| Passage shown |
◆ ◆ ◆ ◆ ◆ ◆ ◆

Segmental colectomy is a short operative procedure and maintains continence, but most patients will later require not only further medication but also excision and colectomy and ileostomy. Moreover, a right-sided colo-anal anastomosis is unsuitable for the treatment of left-sided UC [50]. Thus, in general, partial resection of the colon should be avoided because of the high frequency of occult carcinomas and multifocal carcinogenesis. Schwarz et al. [51] reported the case of a patient who underwent a left hemicolectomy and a mucosal proctectomy but then had a macroscopic recurrence of the colitis within 2 months postoperatively and eventually required excision of the remaining colon and an end ileostomy. This suggests that the risk of UC relapse in the residual colon must be taken into account, even if the right side of the colon seems to be in remission.
Patients with UC-associated CRC have a twofold higher mortality than patients with sporadic CRC [52]. Whether segmental or partial resection is the optimal procedure for UC patients with sporadic cancer remains questionable.
3.3 Total Abdominal Colectomy with Ileorectal Anastomosis
The cumulative probability of total abdominal colectomy with ileorectal anastomosis (IRA) after 10 years of UC is about 50 %. Total excision was performed following the detection of dysplasia in 5.9 % of these patients [53] and is no longer an acceptable procedure for patients with UC. Although UC is generally considered to always involve the rectum and in some patients also the more proximal portions of the colon, albeit in a diffuse and non-segmental fashion, rectal sparing has been documented [53–57]. If the colitis is totally quiescent or shows rectal sparing, total abdominal colectomy with IRA may be an option for UC patients with a single cancer in the colon. However, since most colectomy specimens with an absence of macroscopic activity show histologic features of chronicity or activity [58], these patients should be monitored for a relapse of proctitis.

◆ ◆ ◆ ◆ ◆ ◆ ◆

Natural-language object grounding data:
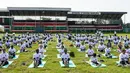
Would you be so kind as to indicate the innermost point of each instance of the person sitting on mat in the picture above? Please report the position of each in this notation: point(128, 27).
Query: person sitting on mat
point(101, 47)
point(7, 43)
point(90, 51)
point(0, 42)
point(120, 46)
point(41, 50)
point(82, 47)
point(22, 48)
point(4, 58)
point(115, 41)
point(12, 52)
point(62, 51)
point(37, 58)
point(107, 52)
point(77, 43)
point(109, 43)
point(94, 60)
point(65, 58)
point(128, 50)
point(126, 43)
point(124, 58)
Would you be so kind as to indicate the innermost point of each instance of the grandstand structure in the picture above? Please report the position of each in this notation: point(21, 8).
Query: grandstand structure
point(45, 19)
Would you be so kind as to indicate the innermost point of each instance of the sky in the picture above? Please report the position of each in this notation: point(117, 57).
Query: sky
point(75, 5)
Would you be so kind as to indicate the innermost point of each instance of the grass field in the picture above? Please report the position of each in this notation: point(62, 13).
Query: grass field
point(52, 62)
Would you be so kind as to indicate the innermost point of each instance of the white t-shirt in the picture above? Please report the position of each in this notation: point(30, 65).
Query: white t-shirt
point(65, 56)
point(82, 47)
point(107, 50)
point(12, 50)
point(41, 50)
point(101, 47)
point(77, 43)
point(123, 56)
point(94, 59)
point(90, 51)
point(23, 46)
point(4, 56)
point(61, 51)
point(0, 56)
point(128, 51)
point(37, 56)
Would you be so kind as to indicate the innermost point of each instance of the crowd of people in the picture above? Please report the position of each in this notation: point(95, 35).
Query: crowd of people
point(97, 43)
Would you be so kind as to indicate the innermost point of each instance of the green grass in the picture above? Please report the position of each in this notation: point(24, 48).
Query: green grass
point(52, 62)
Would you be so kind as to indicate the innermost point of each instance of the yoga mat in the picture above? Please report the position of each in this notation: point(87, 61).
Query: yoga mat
point(6, 66)
point(112, 56)
point(117, 62)
point(58, 56)
point(16, 57)
point(71, 64)
point(18, 51)
point(80, 50)
point(40, 66)
point(44, 57)
point(58, 50)
point(95, 66)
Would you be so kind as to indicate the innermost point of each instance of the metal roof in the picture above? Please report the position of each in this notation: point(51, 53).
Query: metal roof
point(50, 11)
point(102, 15)
point(39, 8)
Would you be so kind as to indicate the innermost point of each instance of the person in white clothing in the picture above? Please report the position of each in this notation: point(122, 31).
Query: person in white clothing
point(108, 52)
point(101, 47)
point(37, 58)
point(12, 52)
point(41, 50)
point(77, 43)
point(65, 58)
point(4, 58)
point(128, 51)
point(22, 48)
point(82, 47)
point(124, 58)
point(90, 51)
point(62, 51)
point(94, 60)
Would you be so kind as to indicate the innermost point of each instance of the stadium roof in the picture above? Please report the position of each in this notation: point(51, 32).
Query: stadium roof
point(49, 11)
point(39, 8)
point(102, 15)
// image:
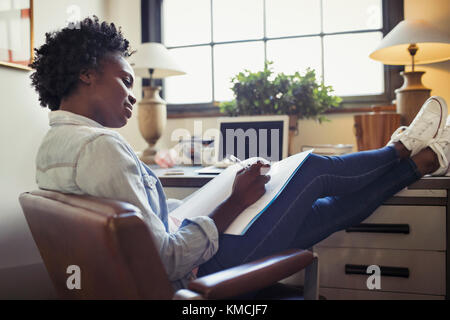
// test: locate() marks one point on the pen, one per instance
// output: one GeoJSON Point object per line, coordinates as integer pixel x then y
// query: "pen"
{"type": "Point", "coordinates": [237, 161]}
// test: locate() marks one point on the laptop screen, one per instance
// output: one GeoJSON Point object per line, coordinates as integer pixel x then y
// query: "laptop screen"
{"type": "Point", "coordinates": [247, 139]}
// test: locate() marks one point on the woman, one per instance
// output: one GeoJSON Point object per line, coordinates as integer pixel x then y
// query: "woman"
{"type": "Point", "coordinates": [82, 75]}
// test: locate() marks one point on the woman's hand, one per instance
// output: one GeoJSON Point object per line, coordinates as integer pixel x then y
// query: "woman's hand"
{"type": "Point", "coordinates": [249, 185]}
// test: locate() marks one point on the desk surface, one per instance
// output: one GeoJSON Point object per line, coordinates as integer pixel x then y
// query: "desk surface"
{"type": "Point", "coordinates": [191, 179]}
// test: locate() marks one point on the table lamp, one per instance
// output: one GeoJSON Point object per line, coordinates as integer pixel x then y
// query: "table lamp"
{"type": "Point", "coordinates": [152, 60]}
{"type": "Point", "coordinates": [412, 42]}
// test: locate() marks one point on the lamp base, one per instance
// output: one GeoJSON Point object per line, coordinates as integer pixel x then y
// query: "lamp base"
{"type": "Point", "coordinates": [411, 96]}
{"type": "Point", "coordinates": [152, 118]}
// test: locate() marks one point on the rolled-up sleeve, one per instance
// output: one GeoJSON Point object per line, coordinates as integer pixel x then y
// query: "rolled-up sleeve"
{"type": "Point", "coordinates": [105, 168]}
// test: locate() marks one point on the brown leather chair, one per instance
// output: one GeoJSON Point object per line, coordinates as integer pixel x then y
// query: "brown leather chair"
{"type": "Point", "coordinates": [114, 250]}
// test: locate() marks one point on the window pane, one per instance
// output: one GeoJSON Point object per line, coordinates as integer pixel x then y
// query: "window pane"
{"type": "Point", "coordinates": [292, 55]}
{"type": "Point", "coordinates": [186, 22]}
{"type": "Point", "coordinates": [351, 15]}
{"type": "Point", "coordinates": [196, 85]}
{"type": "Point", "coordinates": [292, 17]}
{"type": "Point", "coordinates": [237, 20]}
{"type": "Point", "coordinates": [348, 67]}
{"type": "Point", "coordinates": [229, 60]}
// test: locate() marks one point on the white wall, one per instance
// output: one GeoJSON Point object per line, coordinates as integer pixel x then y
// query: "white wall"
{"type": "Point", "coordinates": [22, 126]}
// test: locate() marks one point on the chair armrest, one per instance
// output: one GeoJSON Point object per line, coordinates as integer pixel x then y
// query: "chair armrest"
{"type": "Point", "coordinates": [251, 276]}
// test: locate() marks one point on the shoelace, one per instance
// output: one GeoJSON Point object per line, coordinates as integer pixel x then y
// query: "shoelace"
{"type": "Point", "coordinates": [443, 161]}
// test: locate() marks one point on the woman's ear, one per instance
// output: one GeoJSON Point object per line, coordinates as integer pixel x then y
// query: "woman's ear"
{"type": "Point", "coordinates": [86, 76]}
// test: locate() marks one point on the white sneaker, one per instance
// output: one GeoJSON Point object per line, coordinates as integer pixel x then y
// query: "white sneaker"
{"type": "Point", "coordinates": [426, 127]}
{"type": "Point", "coordinates": [442, 148]}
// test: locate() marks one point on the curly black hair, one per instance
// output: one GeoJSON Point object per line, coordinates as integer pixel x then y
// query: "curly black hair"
{"type": "Point", "coordinates": [66, 52]}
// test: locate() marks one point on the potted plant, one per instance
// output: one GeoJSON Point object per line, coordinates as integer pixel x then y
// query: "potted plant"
{"type": "Point", "coordinates": [298, 96]}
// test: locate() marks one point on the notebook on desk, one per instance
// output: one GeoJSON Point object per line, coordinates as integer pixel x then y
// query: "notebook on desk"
{"type": "Point", "coordinates": [205, 200]}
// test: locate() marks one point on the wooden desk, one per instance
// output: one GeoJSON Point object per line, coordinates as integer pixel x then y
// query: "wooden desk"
{"type": "Point", "coordinates": [422, 252]}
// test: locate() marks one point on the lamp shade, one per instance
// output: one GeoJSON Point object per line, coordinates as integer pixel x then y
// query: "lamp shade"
{"type": "Point", "coordinates": [153, 55]}
{"type": "Point", "coordinates": [433, 44]}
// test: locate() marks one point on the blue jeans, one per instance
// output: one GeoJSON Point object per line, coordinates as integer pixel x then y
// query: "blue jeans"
{"type": "Point", "coordinates": [326, 195]}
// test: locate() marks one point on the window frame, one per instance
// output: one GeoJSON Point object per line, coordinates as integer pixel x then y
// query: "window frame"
{"type": "Point", "coordinates": [393, 13]}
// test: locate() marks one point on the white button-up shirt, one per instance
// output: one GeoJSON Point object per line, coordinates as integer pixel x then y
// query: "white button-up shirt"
{"type": "Point", "coordinates": [80, 156]}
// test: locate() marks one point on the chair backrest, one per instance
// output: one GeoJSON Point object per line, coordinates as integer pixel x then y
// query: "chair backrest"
{"type": "Point", "coordinates": [108, 240]}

◆ ◆ ◆ ◆ ◆ ◆ ◆

| Task details |
Can you print the stretch of the ulcerative colitis surgery passage from "Segmental colectomy is" through "be in remission."?

| Response below |
Segmental colectomy is a short operative procedure and maintains continence, but most patients will later require not only further medication but also excision and colectomy and ileostomy. Moreover, a right-sided colo-anal anastomosis is unsuitable for the treatment of left-sided UC [50]. Thus, in general, partial resection of the colon should be avoided because of the high frequency of occult carcinomas and multifocal carcinogenesis. Schwarz et al. [51] reported the case of a patient who underwent a left hemicolectomy and a mucosal proctectomy but then had a macroscopic recurrence of the colitis within 2 months postoperatively and eventually required excision of the remaining colon and an end ileostomy. This suggests that the risk of UC relapse in the residual colon must be taken into account, even if the right side of the colon seems to be in remission.